*** Opening of DATA ***

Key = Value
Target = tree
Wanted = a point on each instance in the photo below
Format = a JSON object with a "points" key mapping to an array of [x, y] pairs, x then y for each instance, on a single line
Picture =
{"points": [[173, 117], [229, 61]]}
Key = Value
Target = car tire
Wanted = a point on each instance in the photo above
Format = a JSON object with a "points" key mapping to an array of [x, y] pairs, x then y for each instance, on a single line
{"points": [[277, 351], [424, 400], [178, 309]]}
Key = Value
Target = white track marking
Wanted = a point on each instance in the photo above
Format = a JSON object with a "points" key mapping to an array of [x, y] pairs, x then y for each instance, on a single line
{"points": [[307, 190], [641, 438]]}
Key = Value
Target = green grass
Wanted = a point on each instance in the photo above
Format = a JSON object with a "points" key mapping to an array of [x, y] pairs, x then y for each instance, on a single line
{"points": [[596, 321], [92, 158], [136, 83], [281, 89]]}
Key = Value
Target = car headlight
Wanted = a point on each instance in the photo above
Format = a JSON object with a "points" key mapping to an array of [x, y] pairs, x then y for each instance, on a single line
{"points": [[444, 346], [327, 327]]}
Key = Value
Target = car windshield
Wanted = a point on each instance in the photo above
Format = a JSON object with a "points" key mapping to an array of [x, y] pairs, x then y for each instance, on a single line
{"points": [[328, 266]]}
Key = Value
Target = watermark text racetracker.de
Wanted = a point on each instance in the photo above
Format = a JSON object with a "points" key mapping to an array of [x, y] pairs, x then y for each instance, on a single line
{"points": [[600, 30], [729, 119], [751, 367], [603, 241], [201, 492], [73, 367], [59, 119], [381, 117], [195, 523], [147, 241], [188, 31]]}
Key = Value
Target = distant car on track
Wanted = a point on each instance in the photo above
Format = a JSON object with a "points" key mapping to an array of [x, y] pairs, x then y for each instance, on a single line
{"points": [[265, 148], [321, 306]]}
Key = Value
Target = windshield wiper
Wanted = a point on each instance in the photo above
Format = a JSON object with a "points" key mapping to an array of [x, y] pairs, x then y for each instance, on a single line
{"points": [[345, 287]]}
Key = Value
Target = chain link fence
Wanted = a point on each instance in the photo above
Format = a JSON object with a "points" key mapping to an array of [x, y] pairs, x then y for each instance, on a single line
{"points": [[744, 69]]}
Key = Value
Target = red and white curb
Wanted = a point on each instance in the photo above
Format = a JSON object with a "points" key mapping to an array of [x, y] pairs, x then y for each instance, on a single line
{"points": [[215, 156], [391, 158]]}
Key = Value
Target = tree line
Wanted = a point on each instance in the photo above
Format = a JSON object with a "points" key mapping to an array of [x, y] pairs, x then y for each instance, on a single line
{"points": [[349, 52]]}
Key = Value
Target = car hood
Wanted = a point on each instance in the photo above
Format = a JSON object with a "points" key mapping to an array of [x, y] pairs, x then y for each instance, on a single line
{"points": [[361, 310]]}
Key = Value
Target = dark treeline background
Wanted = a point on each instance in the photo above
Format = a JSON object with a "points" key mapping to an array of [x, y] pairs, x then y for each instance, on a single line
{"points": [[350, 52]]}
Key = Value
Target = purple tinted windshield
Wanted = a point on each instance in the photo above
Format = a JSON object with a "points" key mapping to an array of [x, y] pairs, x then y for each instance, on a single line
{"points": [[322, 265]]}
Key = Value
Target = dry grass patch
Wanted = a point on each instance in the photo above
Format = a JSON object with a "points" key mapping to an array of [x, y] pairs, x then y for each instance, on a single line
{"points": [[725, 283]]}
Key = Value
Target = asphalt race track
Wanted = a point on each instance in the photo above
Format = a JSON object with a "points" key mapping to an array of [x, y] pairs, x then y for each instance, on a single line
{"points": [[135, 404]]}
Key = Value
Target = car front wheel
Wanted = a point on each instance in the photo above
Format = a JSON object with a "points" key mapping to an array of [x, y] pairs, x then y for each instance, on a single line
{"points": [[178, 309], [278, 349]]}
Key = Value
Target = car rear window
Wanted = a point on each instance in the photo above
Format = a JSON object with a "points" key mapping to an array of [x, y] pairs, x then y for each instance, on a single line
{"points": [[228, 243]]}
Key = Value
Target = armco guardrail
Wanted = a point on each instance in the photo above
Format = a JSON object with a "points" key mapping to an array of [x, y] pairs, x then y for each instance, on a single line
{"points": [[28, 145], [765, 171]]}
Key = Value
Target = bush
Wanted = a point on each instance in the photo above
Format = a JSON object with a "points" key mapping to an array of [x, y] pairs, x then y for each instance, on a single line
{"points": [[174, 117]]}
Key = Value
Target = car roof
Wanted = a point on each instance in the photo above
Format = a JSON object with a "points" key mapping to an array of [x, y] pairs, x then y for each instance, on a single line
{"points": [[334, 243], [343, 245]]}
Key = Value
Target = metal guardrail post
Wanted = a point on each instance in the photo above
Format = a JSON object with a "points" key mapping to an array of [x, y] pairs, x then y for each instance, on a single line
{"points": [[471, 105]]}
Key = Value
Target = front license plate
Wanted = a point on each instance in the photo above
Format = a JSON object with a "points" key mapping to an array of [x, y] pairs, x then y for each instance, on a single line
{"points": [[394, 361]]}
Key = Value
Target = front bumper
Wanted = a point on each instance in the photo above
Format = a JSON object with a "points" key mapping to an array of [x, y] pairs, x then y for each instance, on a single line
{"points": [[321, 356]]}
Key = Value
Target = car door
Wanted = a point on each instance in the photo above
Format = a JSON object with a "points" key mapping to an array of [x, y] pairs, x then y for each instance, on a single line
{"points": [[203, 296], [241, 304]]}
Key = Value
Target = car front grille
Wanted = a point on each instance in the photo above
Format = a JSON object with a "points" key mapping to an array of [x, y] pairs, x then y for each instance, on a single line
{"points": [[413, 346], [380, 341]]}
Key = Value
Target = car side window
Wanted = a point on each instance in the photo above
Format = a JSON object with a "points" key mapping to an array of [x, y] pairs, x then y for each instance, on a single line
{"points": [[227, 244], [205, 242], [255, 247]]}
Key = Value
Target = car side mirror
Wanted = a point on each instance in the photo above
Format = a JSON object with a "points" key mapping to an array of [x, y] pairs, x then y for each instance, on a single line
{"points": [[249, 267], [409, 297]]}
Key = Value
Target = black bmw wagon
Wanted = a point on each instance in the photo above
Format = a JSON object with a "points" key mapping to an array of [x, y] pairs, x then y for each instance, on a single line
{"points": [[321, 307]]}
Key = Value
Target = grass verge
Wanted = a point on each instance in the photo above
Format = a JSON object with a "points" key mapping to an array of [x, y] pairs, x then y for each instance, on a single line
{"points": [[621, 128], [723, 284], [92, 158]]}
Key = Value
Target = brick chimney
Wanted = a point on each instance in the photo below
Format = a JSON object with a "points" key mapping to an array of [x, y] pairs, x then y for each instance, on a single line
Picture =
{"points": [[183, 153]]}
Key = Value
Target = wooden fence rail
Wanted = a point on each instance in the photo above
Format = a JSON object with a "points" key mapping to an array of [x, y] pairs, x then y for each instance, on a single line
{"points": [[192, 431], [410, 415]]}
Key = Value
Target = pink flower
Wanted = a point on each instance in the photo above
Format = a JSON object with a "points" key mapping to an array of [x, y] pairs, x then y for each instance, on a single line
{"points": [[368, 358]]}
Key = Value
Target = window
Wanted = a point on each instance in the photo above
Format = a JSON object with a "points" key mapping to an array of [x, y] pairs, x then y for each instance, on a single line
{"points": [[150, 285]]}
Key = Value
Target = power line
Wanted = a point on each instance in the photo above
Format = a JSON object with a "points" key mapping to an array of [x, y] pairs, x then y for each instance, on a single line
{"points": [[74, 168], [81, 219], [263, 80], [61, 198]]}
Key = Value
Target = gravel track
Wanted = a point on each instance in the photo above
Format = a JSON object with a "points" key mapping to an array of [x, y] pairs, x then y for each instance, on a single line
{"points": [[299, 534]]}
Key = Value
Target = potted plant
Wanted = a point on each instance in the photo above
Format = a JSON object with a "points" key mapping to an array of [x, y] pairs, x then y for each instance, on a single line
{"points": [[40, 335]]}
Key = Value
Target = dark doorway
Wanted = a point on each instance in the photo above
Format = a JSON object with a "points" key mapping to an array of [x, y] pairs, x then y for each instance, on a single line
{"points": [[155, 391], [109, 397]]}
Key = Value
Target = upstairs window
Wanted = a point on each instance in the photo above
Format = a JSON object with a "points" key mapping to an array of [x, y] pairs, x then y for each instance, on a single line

*** Close of DATA ***

§ **WHAT NEEDS TO BE DONE**
Output the first line of the entries above and every line after it, exactly as written, ending with the line that contains "Target = car headlight".

§ **TASK SOLUTION**
Key = Value
Target = tree
Wanted = a point on each instance in the photo below
Format = a JSON object with a "points" key mapping to an array of [x, y] pairs, x then y for each instance, on a single line
Picture =
{"points": [[173, 117], [229, 61]]}
Key = Value
Target = car tire
Wanted = a point on each instance in the photo above
Format = a JSON object with a "points" key mapping to an array of [x, y] pairs, x then y for each instance, on a single line
{"points": [[277, 351], [424, 400], [178, 309]]}
Key = Value
Target = white track marking
Wanted = a point on each instance in the photo above
Format = a JSON object with a "points" key mapping to an array of [x, y] pairs, x then y for each instance, on a single line
{"points": [[307, 190], [641, 438]]}
Key = Value
Target = green grass
Wanted = a point on each instance in the photo above
Format = a JSON object with a "points" key mapping to an array of [x, y] pairs, x then y for each instance, on a single line
{"points": [[596, 321], [92, 158], [136, 83], [281, 89]]}
Key = Value
Target = car headlight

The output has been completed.